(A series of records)

_____

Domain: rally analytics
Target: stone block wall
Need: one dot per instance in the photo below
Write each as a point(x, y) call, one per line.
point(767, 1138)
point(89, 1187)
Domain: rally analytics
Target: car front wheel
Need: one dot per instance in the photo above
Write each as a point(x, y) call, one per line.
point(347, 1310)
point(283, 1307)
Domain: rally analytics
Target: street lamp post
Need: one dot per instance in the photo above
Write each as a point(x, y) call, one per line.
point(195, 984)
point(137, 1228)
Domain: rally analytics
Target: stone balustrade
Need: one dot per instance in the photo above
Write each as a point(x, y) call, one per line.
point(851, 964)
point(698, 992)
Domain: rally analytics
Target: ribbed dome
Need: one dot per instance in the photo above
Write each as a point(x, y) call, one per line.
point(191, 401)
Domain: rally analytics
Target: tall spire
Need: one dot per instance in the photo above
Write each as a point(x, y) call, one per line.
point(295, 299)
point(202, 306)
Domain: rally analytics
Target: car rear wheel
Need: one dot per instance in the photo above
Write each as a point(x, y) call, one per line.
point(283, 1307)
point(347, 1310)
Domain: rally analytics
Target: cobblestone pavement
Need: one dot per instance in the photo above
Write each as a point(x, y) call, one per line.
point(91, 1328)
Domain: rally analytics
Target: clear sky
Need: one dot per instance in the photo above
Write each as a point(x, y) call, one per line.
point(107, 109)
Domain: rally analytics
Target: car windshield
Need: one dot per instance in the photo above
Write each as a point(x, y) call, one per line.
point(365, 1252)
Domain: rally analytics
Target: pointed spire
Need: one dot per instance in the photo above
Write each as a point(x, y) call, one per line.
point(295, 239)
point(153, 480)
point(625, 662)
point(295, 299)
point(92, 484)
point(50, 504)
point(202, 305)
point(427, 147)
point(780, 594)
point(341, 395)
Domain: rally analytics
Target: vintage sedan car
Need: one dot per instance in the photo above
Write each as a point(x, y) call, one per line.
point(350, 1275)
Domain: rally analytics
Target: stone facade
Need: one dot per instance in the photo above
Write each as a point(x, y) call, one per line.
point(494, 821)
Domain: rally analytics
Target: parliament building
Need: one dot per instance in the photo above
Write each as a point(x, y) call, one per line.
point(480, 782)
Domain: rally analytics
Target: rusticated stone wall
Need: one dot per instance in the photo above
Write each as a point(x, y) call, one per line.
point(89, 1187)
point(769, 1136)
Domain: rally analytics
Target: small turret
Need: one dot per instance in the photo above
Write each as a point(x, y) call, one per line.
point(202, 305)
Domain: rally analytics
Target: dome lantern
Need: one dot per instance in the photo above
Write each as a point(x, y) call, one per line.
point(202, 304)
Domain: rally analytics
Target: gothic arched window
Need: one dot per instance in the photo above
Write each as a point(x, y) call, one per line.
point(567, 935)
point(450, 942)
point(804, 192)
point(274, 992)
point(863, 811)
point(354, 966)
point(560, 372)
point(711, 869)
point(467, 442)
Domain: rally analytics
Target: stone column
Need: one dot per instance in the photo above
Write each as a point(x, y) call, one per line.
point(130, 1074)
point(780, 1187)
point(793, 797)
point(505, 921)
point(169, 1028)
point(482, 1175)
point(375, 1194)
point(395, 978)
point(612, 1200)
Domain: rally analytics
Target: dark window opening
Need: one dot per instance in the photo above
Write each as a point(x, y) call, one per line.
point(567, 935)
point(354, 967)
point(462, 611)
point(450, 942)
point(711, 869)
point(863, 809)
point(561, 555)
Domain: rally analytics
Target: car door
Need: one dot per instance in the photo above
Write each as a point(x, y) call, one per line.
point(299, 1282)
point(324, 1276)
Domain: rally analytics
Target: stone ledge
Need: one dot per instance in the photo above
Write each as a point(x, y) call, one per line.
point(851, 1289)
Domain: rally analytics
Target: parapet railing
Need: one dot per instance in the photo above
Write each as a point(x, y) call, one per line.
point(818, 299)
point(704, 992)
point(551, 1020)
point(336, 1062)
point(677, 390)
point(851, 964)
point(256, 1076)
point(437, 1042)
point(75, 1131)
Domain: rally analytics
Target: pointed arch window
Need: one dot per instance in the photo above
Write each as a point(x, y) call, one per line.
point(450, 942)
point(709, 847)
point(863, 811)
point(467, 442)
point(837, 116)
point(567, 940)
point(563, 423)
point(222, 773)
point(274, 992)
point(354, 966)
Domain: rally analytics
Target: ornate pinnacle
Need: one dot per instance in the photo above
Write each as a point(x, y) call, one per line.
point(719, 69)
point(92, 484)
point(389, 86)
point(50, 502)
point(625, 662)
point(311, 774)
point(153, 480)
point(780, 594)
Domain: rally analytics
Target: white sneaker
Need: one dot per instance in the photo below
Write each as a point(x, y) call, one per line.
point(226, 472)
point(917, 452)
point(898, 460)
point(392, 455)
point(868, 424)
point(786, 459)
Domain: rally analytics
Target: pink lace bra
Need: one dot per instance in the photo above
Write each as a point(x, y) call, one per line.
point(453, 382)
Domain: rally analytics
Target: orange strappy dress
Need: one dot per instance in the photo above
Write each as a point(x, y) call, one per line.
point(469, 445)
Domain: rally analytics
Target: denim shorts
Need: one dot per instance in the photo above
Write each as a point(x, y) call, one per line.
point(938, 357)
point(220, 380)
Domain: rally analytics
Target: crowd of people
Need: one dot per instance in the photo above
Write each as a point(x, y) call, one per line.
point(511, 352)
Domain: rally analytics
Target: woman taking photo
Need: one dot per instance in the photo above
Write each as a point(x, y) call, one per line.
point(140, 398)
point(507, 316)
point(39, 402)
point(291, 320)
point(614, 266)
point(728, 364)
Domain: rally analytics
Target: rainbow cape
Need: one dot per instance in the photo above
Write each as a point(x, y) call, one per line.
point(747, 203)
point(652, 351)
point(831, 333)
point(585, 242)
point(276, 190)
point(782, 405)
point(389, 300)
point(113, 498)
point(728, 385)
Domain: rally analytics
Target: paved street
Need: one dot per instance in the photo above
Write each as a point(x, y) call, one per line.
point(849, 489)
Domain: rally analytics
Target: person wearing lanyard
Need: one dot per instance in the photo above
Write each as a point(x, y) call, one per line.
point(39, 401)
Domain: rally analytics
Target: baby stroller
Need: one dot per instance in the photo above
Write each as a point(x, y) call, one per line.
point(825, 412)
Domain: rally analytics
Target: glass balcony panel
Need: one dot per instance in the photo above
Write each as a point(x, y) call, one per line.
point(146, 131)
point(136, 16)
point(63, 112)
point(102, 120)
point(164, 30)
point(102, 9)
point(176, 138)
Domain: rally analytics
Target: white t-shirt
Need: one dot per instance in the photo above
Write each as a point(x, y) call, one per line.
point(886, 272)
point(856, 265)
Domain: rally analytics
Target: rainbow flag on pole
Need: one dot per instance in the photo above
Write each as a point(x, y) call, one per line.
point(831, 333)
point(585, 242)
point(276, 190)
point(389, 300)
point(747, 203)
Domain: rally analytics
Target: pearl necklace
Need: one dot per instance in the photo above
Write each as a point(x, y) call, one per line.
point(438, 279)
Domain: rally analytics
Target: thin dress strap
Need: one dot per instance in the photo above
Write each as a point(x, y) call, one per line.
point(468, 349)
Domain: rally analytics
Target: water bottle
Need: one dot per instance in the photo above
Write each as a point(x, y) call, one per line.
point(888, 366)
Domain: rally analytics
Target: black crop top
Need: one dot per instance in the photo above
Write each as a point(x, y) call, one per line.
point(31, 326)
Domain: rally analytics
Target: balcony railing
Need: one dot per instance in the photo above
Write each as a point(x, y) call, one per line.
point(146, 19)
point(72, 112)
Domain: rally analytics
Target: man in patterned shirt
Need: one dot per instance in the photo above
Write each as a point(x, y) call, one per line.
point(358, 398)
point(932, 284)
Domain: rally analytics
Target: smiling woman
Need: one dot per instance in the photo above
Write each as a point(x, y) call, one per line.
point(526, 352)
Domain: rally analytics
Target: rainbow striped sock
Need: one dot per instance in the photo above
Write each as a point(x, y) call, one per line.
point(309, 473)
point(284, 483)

_____

** STATED EXERCISE **
Show every line of the records above that contains the word "window". Copy each such line in full.

** WRITTEN SOLUTION **
Target: gothic arched window
Target: dark window opening
Target: pointed arch window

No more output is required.